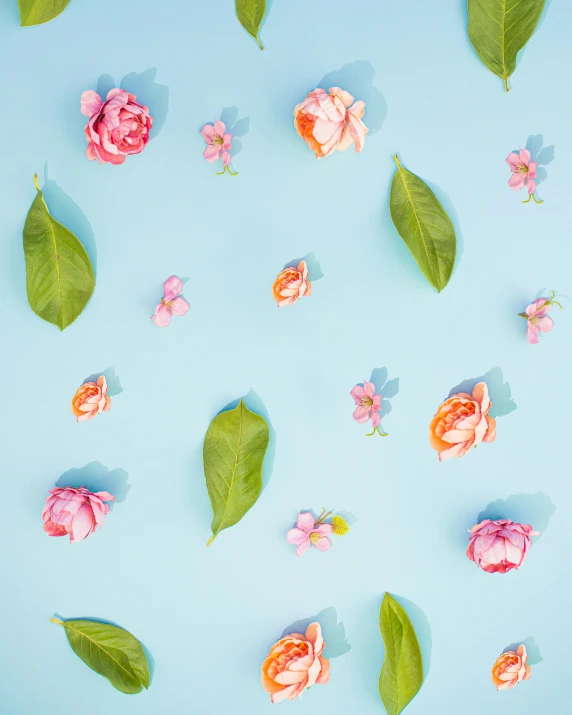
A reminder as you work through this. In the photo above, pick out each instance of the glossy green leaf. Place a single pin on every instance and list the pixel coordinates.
(402, 672)
(233, 453)
(111, 651)
(36, 12)
(250, 14)
(59, 275)
(424, 225)
(499, 29)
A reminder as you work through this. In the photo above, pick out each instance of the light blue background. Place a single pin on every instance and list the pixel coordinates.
•••••
** Exercise requirements **
Can you pull every line of text out of the data above, word for word, leaving the pictures out?

** Expected answer **
A reminder as you work through this. In the photo above, pick out each instance of the glossy green leaf. Place a single pin on every instance and list the pixel coordinates.
(402, 672)
(233, 453)
(111, 651)
(36, 12)
(250, 14)
(59, 275)
(424, 225)
(499, 29)
A reminder as you work through this. In the photo above, pick out each instance of the light blue background. Place a single pin on every instance and list the pixel coordinates.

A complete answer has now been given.